> TEXT EXCERPT

This repository contains scripts and notebooks to reproduce the experiments in
From t-SNE to UMAP with contrastive learning ICLR 2023 (openreview, arxiv)
Sebastian Damrich, Niklas Böhm, Fred A Hamprecht, Dmitry Kobak
@inproceedings{damrich2023from,
title={From $t$-{SNE} to {UMAP} with contrastive learning},
author={Damrich, Sebastian and B{\"o}hm, Jan Niklas and Hamprecht, Fred A and Kobak, Dmitry},
booktitle={International Conference on Learning Representations},
year={2023},
}
It depends on several other repositories, in particular contrastive-ne, which implement the actual logic and contain utilities.
Create and activate the conda environment
conda env create -f environment.yml
conda activate cl_tsne_umap
Install openTSNE, vis_utis, umap, ncvis and cne
git clone https://github.com/sdamrich/openTSNE
cd openTSNE
python setup.py install
cd ..
git clone https://github.com/sdamrich/vis_utils
cd vis_utils
python setup.py install
cd ..
git clone https://github.com/sdamrich/UMAPs-true-loss
cd UMAPs-true-loss
python setup.py install
cd ..
git clone https://github.com/sdamrich/ncvis
cd ncvis
make libs
make wrapper
git clone -b iclr2023 https://github.com/berenslab/contrastive-ne
pip install --no-deps .
cd ..
To reproduce the Neg-t-SNE embeddings from Fig. 1 a)-e), run
python scripts/compute_embds_cne.py
and check out the results in notebooks/negtsne.ipynb.
To reproduce the UMAP embeddings from Fig. S1 a)-c), run
python scripts/compute_embds_umap.py
and check out the results in notebooks/umap_vs_negtsne.ipynb.
To compute the metrics for the Neg-t-SNE embedding spectra (Fig. S4), run
python scripts/compute_metrics.py
and check out the results in notebooks/metrics.ipynb.
To reproduce the run time by batch size analysis from Fig. S6, run
python scripts/run_time_by_batch_size.py
and check out the results in notebooks/speed_up.ipynb.
To reproduce the SimCLR experiments with m=16 and random seed r=0, run
python cne_scripts_notebooks/scripts/cifar10_acc.py -m 16 -r 0
The results will be printed in terminal but can also be checked out in notebooks/eval_cifar.ipynb.

> SUPPLIED INFORMATION
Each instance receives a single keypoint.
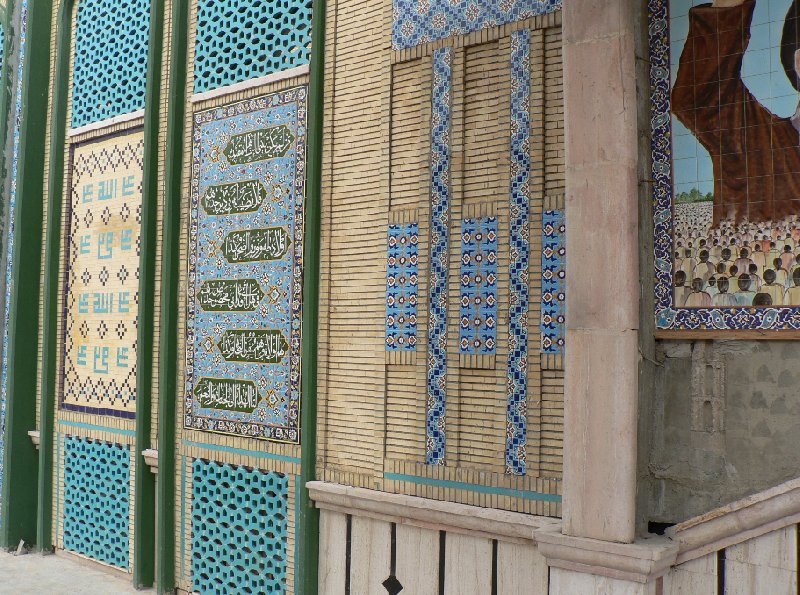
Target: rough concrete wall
(725, 424)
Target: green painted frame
(144, 523)
(308, 521)
(170, 269)
(21, 463)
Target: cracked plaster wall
(725, 424)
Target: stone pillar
(602, 357)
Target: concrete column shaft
(602, 356)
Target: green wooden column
(20, 484)
(168, 348)
(308, 521)
(144, 517)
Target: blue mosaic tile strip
(402, 287)
(478, 303)
(12, 208)
(97, 479)
(554, 262)
(519, 257)
(423, 21)
(2, 395)
(110, 64)
(239, 529)
(238, 40)
(440, 221)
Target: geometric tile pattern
(110, 69)
(239, 529)
(12, 204)
(97, 500)
(422, 21)
(402, 287)
(245, 290)
(238, 40)
(478, 301)
(554, 254)
(102, 295)
(440, 221)
(516, 417)
(7, 297)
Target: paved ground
(34, 574)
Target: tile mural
(102, 293)
(245, 268)
(726, 210)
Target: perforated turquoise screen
(110, 60)
(238, 40)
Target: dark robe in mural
(755, 154)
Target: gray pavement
(35, 574)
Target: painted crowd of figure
(735, 265)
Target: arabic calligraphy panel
(103, 276)
(244, 303)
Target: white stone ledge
(138, 114)
(638, 562)
(429, 514)
(738, 522)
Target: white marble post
(602, 357)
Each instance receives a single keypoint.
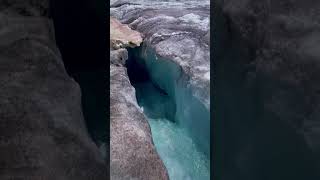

> GIVEN REQUEST A
In the setup instructions for the t-SNE to UMAP experiments, which script reproduces the UMAP embeddings from Fig. S1 a)-c)?
> GIVEN REQUEST B
Please resume the setup instructions for the t-SNE to UMAP experiments, picking up right after their last line.

> REPLY A
scripts/compute_embds_umap.py

> REPLY B
For other experiments adapt the parameters at the top of compute_embds_cne.py
and compute_embds_umap.py or at the top of the main function in cifar10_acc.py
accordingly. The number of negative samples and the random seed for cifar10_acc.py can be
passed as command line arguments, as above. Downloaded datasets and neighbor embedding results will be saved in cne_scripts_notebooks/data and figures
will be saved in cne_scripts_notebooks/figures.
All neighbor embedding results alongside their parameters can be
inspected in the jupyter notebooks in cne_scripts_notebooks/notebooks.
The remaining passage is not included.